• WORK INSTRUCTIONS:
All of the data should be output character for character, except the pictures.

** RECORD EXTRACTS follows **

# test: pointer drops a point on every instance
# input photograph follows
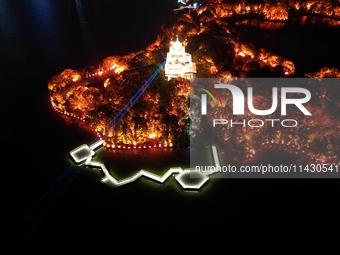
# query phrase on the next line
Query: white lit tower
(178, 62)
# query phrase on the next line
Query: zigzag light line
(109, 180)
(86, 153)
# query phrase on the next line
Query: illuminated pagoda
(178, 62)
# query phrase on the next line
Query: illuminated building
(178, 62)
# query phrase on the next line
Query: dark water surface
(46, 201)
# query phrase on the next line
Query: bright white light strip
(112, 182)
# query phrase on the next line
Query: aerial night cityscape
(253, 84)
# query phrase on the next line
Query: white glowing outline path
(87, 152)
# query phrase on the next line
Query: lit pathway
(187, 178)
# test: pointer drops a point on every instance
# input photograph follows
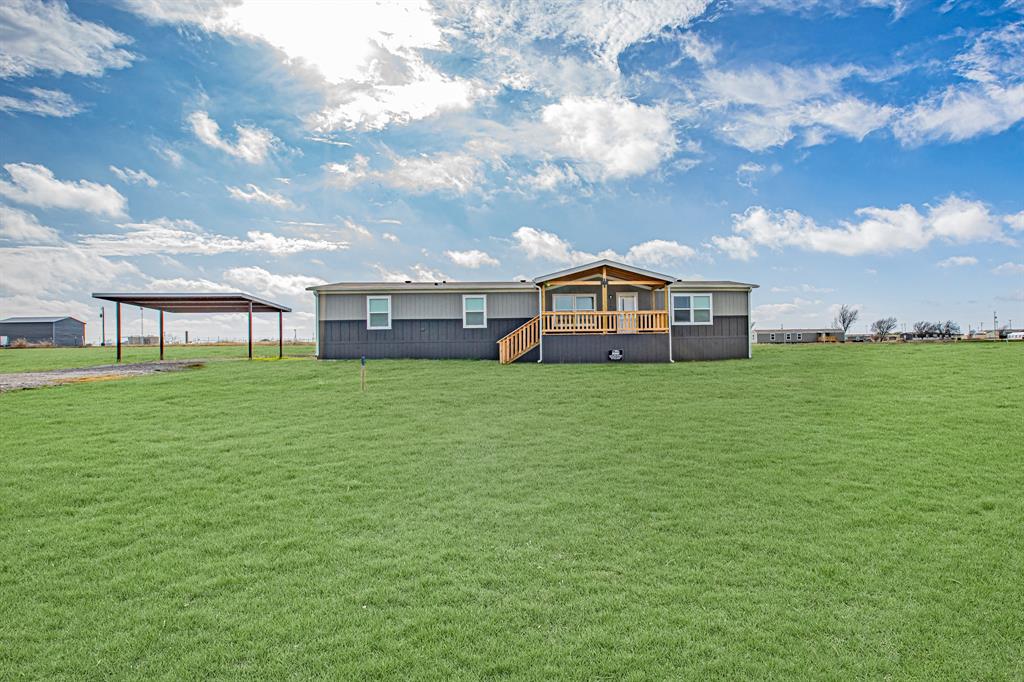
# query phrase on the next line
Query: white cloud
(542, 245)
(1010, 268)
(35, 184)
(180, 237)
(989, 100)
(957, 261)
(455, 173)
(878, 230)
(133, 176)
(46, 37)
(257, 196)
(420, 272)
(549, 177)
(42, 102)
(169, 155)
(658, 252)
(260, 281)
(1016, 221)
(610, 139)
(767, 107)
(252, 145)
(61, 269)
(473, 258)
(23, 226)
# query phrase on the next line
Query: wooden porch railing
(612, 322)
(519, 342)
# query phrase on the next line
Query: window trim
(466, 296)
(384, 298)
(592, 297)
(711, 308)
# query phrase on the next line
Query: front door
(627, 302)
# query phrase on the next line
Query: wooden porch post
(604, 299)
(250, 330)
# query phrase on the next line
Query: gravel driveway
(18, 380)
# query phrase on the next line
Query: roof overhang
(202, 302)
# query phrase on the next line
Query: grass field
(38, 359)
(841, 512)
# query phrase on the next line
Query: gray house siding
(726, 338)
(62, 333)
(437, 339)
(32, 332)
(595, 347)
(69, 333)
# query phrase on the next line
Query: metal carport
(214, 302)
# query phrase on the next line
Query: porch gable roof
(595, 268)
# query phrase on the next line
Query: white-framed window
(691, 309)
(573, 302)
(474, 310)
(378, 312)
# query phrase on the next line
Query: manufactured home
(598, 312)
(825, 335)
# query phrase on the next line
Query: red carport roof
(203, 302)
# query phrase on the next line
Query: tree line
(882, 328)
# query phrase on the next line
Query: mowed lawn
(826, 512)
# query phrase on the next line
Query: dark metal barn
(60, 331)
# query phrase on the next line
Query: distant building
(59, 331)
(799, 335)
(142, 340)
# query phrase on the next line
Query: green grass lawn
(39, 359)
(827, 512)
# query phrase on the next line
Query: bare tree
(947, 330)
(845, 317)
(883, 328)
(923, 329)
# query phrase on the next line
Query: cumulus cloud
(36, 185)
(609, 139)
(180, 237)
(989, 99)
(131, 176)
(957, 261)
(541, 245)
(41, 102)
(46, 37)
(257, 280)
(1010, 268)
(253, 195)
(766, 107)
(473, 258)
(23, 226)
(877, 230)
(252, 144)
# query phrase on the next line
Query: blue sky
(863, 153)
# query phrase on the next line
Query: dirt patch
(19, 380)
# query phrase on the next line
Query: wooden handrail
(611, 322)
(520, 341)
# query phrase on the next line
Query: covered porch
(604, 298)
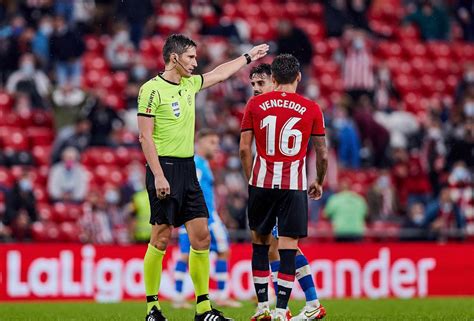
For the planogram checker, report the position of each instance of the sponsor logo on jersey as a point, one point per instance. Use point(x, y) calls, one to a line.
point(176, 109)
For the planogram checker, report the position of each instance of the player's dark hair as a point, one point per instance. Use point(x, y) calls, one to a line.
point(262, 69)
point(178, 44)
point(206, 132)
point(285, 68)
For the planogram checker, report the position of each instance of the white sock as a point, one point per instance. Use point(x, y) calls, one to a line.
point(280, 311)
point(313, 303)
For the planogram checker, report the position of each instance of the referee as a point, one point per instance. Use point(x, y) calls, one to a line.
point(166, 119)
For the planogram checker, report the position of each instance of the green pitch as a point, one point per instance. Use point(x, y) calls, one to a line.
point(452, 309)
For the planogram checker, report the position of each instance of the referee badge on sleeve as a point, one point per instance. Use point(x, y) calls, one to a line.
point(176, 109)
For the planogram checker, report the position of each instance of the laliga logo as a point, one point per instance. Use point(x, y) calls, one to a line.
point(105, 280)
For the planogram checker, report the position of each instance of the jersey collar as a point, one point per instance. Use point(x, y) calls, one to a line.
point(169, 82)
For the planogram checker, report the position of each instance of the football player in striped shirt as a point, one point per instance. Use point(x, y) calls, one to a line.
point(282, 123)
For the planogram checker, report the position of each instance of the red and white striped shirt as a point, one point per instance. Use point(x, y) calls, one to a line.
point(358, 70)
point(282, 124)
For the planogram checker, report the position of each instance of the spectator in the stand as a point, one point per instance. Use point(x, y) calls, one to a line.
point(30, 81)
point(118, 217)
point(465, 82)
point(435, 148)
point(20, 207)
point(432, 21)
point(120, 51)
point(381, 198)
point(372, 135)
point(358, 13)
point(68, 180)
point(95, 222)
point(136, 13)
point(9, 46)
point(40, 43)
point(386, 96)
point(348, 141)
point(401, 125)
point(410, 178)
point(465, 17)
point(347, 212)
point(443, 216)
point(293, 40)
point(358, 67)
point(84, 12)
point(461, 147)
point(64, 8)
point(412, 228)
point(104, 121)
point(467, 102)
point(77, 136)
point(335, 17)
point(34, 10)
point(66, 48)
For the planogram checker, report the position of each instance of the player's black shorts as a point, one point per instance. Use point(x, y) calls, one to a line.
point(289, 206)
point(186, 200)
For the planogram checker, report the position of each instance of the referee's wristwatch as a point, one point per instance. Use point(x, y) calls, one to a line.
point(247, 56)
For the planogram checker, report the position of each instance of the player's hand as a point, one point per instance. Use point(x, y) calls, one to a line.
point(259, 51)
point(162, 187)
point(315, 191)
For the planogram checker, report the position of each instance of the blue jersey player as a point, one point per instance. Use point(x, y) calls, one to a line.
point(206, 148)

** End of RECORD EXTRACTS **

• TASK SOLUTION:
# test: pointer drops a point on every instance
# input photograph follows
# query phrase on the next line
Query: white lit tower
(178, 62)
# query phrase on the next line
Query: zigzag light line
(109, 180)
(86, 153)
# query phrase on the next line
Query: illuminated pagoda
(178, 62)
# query phrase on the next line
Query: illuminated building
(178, 62)
# query phrase on the next line
Query: dark water surface
(46, 201)
# query phrase on the next line
Query: bright white light strip
(112, 182)
# query phrase on the next line
Query: aerial night cityscape
(253, 84)
# query phrase on the next line
Query: white glowing outline path
(87, 152)
# query phrase on the next line
Query: lit pathway
(187, 178)
# test: pointer drops a point on every instance
# input photograph follows
# query phrase on the next line
Query: white cloud
(542, 245)
(1010, 268)
(35, 184)
(180, 237)
(989, 100)
(957, 261)
(455, 173)
(878, 230)
(133, 176)
(46, 37)
(257, 196)
(420, 272)
(549, 177)
(42, 102)
(169, 155)
(658, 252)
(260, 281)
(1016, 221)
(610, 139)
(767, 107)
(252, 145)
(61, 269)
(473, 258)
(23, 226)
# query phrase on the next line
Query: wooden porch railing
(612, 322)
(519, 342)
# query phrase on the next line
Query: window trim
(466, 296)
(384, 298)
(592, 297)
(711, 308)
# query phrase on the next line
Query: front door
(627, 302)
# query phrase on the next line
Query: wooden porch post
(604, 299)
(250, 330)
# query phrase on the next line
Query: gravel driveway
(18, 380)
# query phrase on the next line
Query: roof overhang
(202, 302)
# query phrase on the next line
Query: grass field
(38, 359)
(841, 512)
# query phrase on the next line
Query: gray house siding
(726, 338)
(62, 333)
(437, 339)
(32, 332)
(595, 347)
(69, 333)
# query phrase on the next line
Query: metal carport
(214, 302)
# query phrase on the next line
Query: porch gable roof
(595, 268)
# query phrase on the next line
Query: white-framed window
(691, 309)
(573, 302)
(474, 310)
(378, 312)
# query phrase on the next line
Query: manufactured home
(598, 312)
(825, 335)
# query phrase on the next line
Query: red carport roof
(203, 302)
# query phrase on the next line
Query: tree line
(882, 328)
# query phrase on the next line
Query: mowed lawn
(826, 512)
# query phrase on the next line
Query: dark metal barn
(60, 331)
# query phrase on the next line
Query: distant building
(59, 331)
(799, 335)
(142, 340)
# query phrase on the next line
Query: green grass lawn
(39, 359)
(827, 512)
# query phrase on the next line
Query: bare tree
(947, 330)
(845, 317)
(883, 328)
(923, 329)
# query phrase on the next line
Query: cumulus cloud
(36, 185)
(609, 139)
(180, 237)
(989, 99)
(131, 176)
(957, 261)
(541, 245)
(41, 102)
(46, 37)
(257, 280)
(1010, 268)
(253, 195)
(766, 107)
(473, 258)
(23, 226)
(877, 230)
(252, 144)
# query phrase on the next line
Query: blue sky
(863, 153)
# query phrase on the next line
Query: dirt patch
(19, 380)
# query phrase on the next line
Query: wooden handrail
(611, 322)
(520, 341)
# query phrase on the next line
Query: covered porch
(604, 298)
For the planogram checker, report the position of each instance of the sponsor logo on jersey as a point, one point per instance. Use point(x, y) calls, one to a line.
point(176, 109)
For the planogram checker, report the position of each instance of the player's dark hair as a point, one point per instance. Use point(x, y) calls, one to a line.
point(262, 69)
point(178, 44)
point(206, 132)
point(285, 68)
For the planogram checker, report the position of each instance of the white sock as a point, one point per instance. Use point(x, y) calls, one to a line.
point(280, 311)
point(313, 303)
For the planogram checker, report the position of each instance of the referee as a point, one point per instance. Use point(x, y) calls, one to a line.
point(166, 119)
For the planogram checker, report the position of each instance of the green pitch as a point, one point per instance. Use point(x, y) calls, one to a line.
point(452, 309)
For the planogram checker, report the position of each instance of the referee badge on sleeve as a point, one point per instance. Use point(x, y) calls, one to a line.
point(176, 109)
For the planogram checker, report the position of each instance of the laliga logo as a point, one point per instance. Use point(x, y) calls, one to a line.
point(105, 280)
For the planogram checker, report the position of each instance of the jersey collar as a point, one point per instance. Use point(x, y) calls, one to a line.
point(169, 82)
For the planogram checker, report the position of each instance of the football player in striped shirt as a point, one point per instance. Use point(x, y) calls, one to a line.
point(282, 123)
For the planogram checker, report the position of each instance of the red and white striped shirt as a point, one point per instance. Use point(x, y) calls, one to a line.
point(358, 70)
point(282, 124)
For the planogram checker, report the position of each instance of the spectator in the stand as a point, one point per instance. Use point(x, y) calls, one to a line.
point(30, 81)
point(118, 217)
point(465, 82)
point(435, 148)
point(20, 207)
point(432, 21)
point(120, 51)
point(381, 198)
point(372, 135)
point(358, 13)
point(68, 180)
point(95, 222)
point(136, 13)
point(9, 46)
point(40, 43)
point(386, 96)
point(348, 141)
point(401, 125)
point(410, 178)
point(465, 17)
point(347, 212)
point(443, 216)
point(293, 40)
point(358, 67)
point(84, 12)
point(461, 147)
point(64, 8)
point(412, 228)
point(104, 121)
point(467, 102)
point(77, 136)
point(335, 17)
point(34, 10)
point(66, 48)
For the planogram checker, report the position of each instance of the player's black shorts as a point, one point per instance. Use point(x, y) calls, one to a line.
point(289, 206)
point(186, 200)
For the planogram checker, report the position of each instance of the referee's wristwatch as a point, one point per instance. Use point(x, y) calls, one to a line.
point(247, 56)
For the planogram checker, report the position of each instance of the player's hand as a point, one point per instance. Use point(x, y) calls, one to a line.
point(259, 51)
point(162, 187)
point(315, 191)
For the planogram checker, report the position of each instance of the blue jersey player as a point, one point per instance. Use point(x, y) calls, one to a line.
point(206, 148)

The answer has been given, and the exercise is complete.